### Task details:
Duplicate each line of the listing below precisely, without changing anything.
-- BEGIN Provided records --
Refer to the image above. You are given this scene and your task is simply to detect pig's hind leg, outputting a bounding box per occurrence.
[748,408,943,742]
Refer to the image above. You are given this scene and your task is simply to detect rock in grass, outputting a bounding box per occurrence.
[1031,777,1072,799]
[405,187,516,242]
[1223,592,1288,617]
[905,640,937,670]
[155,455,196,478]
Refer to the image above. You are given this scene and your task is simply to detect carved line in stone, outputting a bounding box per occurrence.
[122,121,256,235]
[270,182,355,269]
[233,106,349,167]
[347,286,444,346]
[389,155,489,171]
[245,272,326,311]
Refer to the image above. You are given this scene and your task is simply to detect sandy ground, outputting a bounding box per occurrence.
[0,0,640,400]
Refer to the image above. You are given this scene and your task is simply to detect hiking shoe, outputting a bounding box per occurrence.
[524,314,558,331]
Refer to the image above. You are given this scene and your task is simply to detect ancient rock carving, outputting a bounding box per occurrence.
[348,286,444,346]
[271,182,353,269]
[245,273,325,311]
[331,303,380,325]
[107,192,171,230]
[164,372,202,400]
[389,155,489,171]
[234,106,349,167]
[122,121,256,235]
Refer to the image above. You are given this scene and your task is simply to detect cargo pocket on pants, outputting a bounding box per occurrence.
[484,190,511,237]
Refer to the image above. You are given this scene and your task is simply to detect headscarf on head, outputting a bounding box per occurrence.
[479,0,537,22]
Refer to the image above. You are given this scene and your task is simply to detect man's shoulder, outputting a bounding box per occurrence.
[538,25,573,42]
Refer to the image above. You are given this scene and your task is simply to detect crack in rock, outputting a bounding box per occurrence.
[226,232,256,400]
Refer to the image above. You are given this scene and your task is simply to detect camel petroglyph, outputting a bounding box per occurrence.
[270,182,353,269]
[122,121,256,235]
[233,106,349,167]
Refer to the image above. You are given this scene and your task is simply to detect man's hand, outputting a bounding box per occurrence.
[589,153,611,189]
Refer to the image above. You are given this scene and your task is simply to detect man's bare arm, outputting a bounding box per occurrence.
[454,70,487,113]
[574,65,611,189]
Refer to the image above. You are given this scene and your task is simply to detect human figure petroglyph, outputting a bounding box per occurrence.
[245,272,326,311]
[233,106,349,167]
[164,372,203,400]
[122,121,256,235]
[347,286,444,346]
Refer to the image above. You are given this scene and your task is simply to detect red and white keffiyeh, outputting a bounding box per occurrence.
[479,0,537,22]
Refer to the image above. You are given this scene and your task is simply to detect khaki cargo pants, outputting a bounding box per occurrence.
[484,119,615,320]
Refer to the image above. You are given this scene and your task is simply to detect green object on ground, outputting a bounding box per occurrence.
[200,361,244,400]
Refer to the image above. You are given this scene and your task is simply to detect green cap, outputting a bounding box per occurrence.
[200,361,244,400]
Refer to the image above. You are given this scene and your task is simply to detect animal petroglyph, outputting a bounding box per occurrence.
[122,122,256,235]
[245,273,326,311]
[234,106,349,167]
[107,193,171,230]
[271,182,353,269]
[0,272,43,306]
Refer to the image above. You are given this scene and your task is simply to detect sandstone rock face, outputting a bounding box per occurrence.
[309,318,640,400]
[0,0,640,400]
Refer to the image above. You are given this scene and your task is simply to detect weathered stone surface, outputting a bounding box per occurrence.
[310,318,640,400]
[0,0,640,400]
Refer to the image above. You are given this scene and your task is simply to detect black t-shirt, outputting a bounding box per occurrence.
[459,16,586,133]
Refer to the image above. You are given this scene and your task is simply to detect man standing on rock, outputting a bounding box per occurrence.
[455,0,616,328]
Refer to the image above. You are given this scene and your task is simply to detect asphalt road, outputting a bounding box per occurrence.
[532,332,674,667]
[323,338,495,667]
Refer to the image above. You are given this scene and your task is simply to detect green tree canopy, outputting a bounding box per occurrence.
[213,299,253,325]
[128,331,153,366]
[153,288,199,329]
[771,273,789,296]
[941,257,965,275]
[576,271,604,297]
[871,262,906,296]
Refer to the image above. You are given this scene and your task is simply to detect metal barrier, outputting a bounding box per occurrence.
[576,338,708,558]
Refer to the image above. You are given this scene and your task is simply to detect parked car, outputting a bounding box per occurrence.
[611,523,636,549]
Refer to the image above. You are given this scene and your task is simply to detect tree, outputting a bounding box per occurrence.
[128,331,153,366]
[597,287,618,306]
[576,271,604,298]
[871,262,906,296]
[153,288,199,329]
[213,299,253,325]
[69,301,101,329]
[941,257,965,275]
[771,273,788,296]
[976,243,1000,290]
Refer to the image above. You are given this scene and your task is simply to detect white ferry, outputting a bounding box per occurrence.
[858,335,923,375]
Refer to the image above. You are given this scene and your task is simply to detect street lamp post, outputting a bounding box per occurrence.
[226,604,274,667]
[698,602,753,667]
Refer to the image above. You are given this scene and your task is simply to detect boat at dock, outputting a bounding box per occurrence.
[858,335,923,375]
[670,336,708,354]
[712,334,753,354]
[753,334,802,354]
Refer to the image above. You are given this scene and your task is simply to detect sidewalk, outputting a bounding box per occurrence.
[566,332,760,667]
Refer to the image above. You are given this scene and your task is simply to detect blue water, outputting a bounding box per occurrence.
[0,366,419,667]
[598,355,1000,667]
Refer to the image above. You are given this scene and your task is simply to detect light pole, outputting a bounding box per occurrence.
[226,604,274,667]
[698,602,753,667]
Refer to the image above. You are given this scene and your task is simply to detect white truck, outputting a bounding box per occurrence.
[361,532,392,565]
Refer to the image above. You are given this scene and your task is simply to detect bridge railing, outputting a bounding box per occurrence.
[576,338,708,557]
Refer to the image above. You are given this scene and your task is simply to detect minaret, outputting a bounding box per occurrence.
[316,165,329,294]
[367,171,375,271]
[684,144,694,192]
-- END Provided records --
### Task result:
Refer to the image above. You are given this scene and your task is simply to detect pig's hind leg, outputting a bounding box per occurrence.
[748,408,943,742]
Refer to the image above. You are given this scene and your task is simply to detect rock in grass, outputting a bounding box per occurrence.
[1031,777,1072,799]
[405,187,516,242]
[1223,592,1288,617]
[905,640,937,670]
[155,455,196,478]
Refer to the image above. You are given this scene and your task is simply to detect carved line in stone, outputting a bounding box per occurrence.
[122,121,256,235]
[270,182,355,269]
[233,106,349,167]
[347,286,444,346]
[389,155,489,171]
[245,272,326,311]
Refer to the image above. You are given this scene and your task is simply to detect sandy ground, outputting a bounding box per occurrence.
[0,0,640,400]
Refer to the image above. You are given this scene and your task is simply to detect hiking shoe, outputting a bounding box per occurrence.
[524,314,558,331]
Refer to the image above. You are given this scene and your task is simply to detect ancient rock carving, outputting a bounding box per occurrence.
[348,286,444,346]
[271,182,353,269]
[245,273,325,311]
[331,303,380,325]
[107,192,171,230]
[164,372,202,400]
[389,155,489,171]
[234,106,349,167]
[122,121,256,235]
Refer to the image above. You are given this scene and your task is simply to detect cargo pocket on pants, outputting a bounding box per occurrence.
[484,190,511,237]
Refer to the image above. You are given this scene and your task is simply to detect headscarf on head, outputting a bounding box per occurrence.
[479,0,537,22]
Refer to the image above. You are given this scene and your task is simply to detect man's shoulder, outputting a bounding box per occurrence.
[538,25,573,42]
Refer to the image above. You are given this scene and your task is simply to detect crack in rock, outputting a bounding box per occurrence.
[226,232,256,400]
Refer to the image above. You are given this scene and your task is simply to detect camel petroglyph, outputting a bounding box per occurrence.
[270,182,353,269]
[122,121,256,235]
[233,106,349,167]
Refer to the image above. You are given this scene and your task is simply to detect man's hand, outputting a bounding box per occurrence.
[589,153,611,189]
Refer to the image above. You are given this scene and your task is simply to detect man's bare arm, outputting a bounding box per occurrence.
[454,70,487,113]
[574,65,611,189]
Refer to the image above. You are given this scene and your task is simply to detect human figure petroglyph, outputting a bounding box per occurrence.
[245,272,326,311]
[233,106,349,167]
[164,372,203,400]
[122,121,256,235]
[347,286,444,346]
Refer to the image above. You are given this scene and your task is simply to detect red and white keffiyeh, outputting a bounding box per occurrence.
[479,0,537,22]
Refer to the image above. You are given this scene and your task is simply to detect khaki cargo pants, outputting a bounding box per occurrence.
[484,119,615,320]
Refer to the image above. You are given this scene and your task is simply to detect green object on ground, outputting a bounding box per occurrence.
[200,361,244,400]
Refer to the image above. You are given this scene and your task is simply to detect green cap, outputting a bounding box per occurrence.
[200,361,244,400]
Refer to the image above. You are given this scene and your task is simply to detect animal petroglyph, outputting a bounding box per occurrence.
[122,122,256,235]
[245,273,326,311]
[234,106,349,167]
[107,193,171,230]
[271,182,353,269]
[0,272,43,306]
Refer to the image above. You are given this scene and your task is simply to detect sandstone rock face, outputting a bounding box per occurrence.
[309,318,640,400]
[0,0,640,400]
Refer to the image above. You are given this scene and your task is simply to detect weathered stone surface, outputting a bounding box per occurrence.
[310,318,640,400]
[0,0,640,400]
Refer to the image above. You are given this scene and your task is simply to detect black t-shirt, outputting a bounding box per occurrence.
[459,16,586,133]
Refer to the image above. You are given this scene and your task is simply to detect man standing on rock, outputting a bounding box per occurrence.
[455,0,616,328]
Refer to the image above. You are given this scene and your task is simply to detect asphalt road, outputting a bounding box per occurrence.
[532,332,674,667]
[323,338,495,667]
Refer to the image above. You are given this scene and your task is simply to detect green tree canopy, outputting a bounding box per occurrence.
[213,299,253,325]
[128,331,153,366]
[153,288,199,329]
[771,273,789,296]
[941,257,965,275]
[576,271,604,297]
[871,262,906,296]
Refer to the image above. You are given this scene and your task is simply to detect metal barrier, outputting a bounding box per occurrence.
[576,338,708,558]
Refer to the image above. You are given this scene and your task is simply to detect parked car, outputting a bounding box per occurrence.
[611,523,636,549]
Refer to the image above. You are given this scene and your task is simply to detect tree, outputting a bounding box per occurrence.
[128,331,153,366]
[597,287,618,306]
[576,271,604,298]
[871,262,906,296]
[153,288,199,329]
[213,299,253,325]
[69,301,101,329]
[941,257,965,275]
[771,273,788,296]
[976,243,1000,290]
Refer to the image above. You are given this scene and your task is simply to detect white ferry, outputting a bounding box per occurrence.
[858,335,923,375]
Refer to the image above. You are given this scene and your task is simply to detect street lamp post, outputting a bounding box per occurrence.
[226,604,274,667]
[698,602,753,667]
Refer to the image above. You are given this scene and your task is simply to detect boat at dock, outputting a bounding box per occurrence.
[858,335,923,375]
[670,336,708,354]
[712,334,753,354]
[753,334,802,354]
Refer to the image above. You are given this scene and your task is simply to detect sidewalk, outputting a bounding box per occurrence.
[566,332,760,667]
Refer to the image above. You are given this scene and your task is simply to detect blue water, outputting a bounding box per occurrence.
[0,366,419,667]
[598,355,1000,667]
Refer to the image above. You are given this scene and your task is simply to detect light pole, outputting a bounding box per occurrence.
[226,604,274,667]
[698,602,753,667]
Refer to the image above. You are given this scene and your task is simply to detect white truck, outputting a bounding box per occurrence.
[361,532,392,565]
Refer to the image above. You are given this scene and your task is simply to detect bridge railing, outputting a bounding box per occurrence.
[576,338,708,557]
Refer to the image above. You are given this scene and your task is simply to detect minaret, outputting a bounding box per occurrence.
[316,165,329,294]
[367,171,375,271]
[684,144,694,192]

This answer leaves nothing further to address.